__Do this__
Rewrite the items from the line containing "Can you see the pendant" through the end of the items, putting "Put a dot" in place of "Place a marker" and keeping everything else the same.

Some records
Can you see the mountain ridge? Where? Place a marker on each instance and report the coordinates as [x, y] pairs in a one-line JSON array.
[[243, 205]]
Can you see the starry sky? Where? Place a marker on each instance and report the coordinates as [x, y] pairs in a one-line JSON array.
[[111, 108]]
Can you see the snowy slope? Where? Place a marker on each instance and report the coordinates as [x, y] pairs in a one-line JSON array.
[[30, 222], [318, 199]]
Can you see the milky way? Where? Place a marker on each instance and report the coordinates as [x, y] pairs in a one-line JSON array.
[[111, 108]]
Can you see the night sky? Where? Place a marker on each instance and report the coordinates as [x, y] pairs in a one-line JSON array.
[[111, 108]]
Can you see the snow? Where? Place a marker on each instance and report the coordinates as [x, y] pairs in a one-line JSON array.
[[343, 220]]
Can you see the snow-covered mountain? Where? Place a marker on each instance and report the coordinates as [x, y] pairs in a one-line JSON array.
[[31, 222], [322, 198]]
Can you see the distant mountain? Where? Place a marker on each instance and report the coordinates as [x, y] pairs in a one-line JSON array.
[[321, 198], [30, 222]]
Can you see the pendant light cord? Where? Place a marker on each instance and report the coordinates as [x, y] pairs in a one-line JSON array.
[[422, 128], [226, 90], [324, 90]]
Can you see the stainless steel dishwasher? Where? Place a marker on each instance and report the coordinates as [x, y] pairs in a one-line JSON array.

__Response__
Can you see the pendant light cord? Where? Put a dot on each instance and report the coordinates as [x, y] pairs in a one-line JSON array.
[[422, 128], [226, 90], [324, 90]]
Can you see the stainless steel dishwasher? Where? Put a dot on each instance and report the coordinates as [x, y] pairs in a one-line JSON array.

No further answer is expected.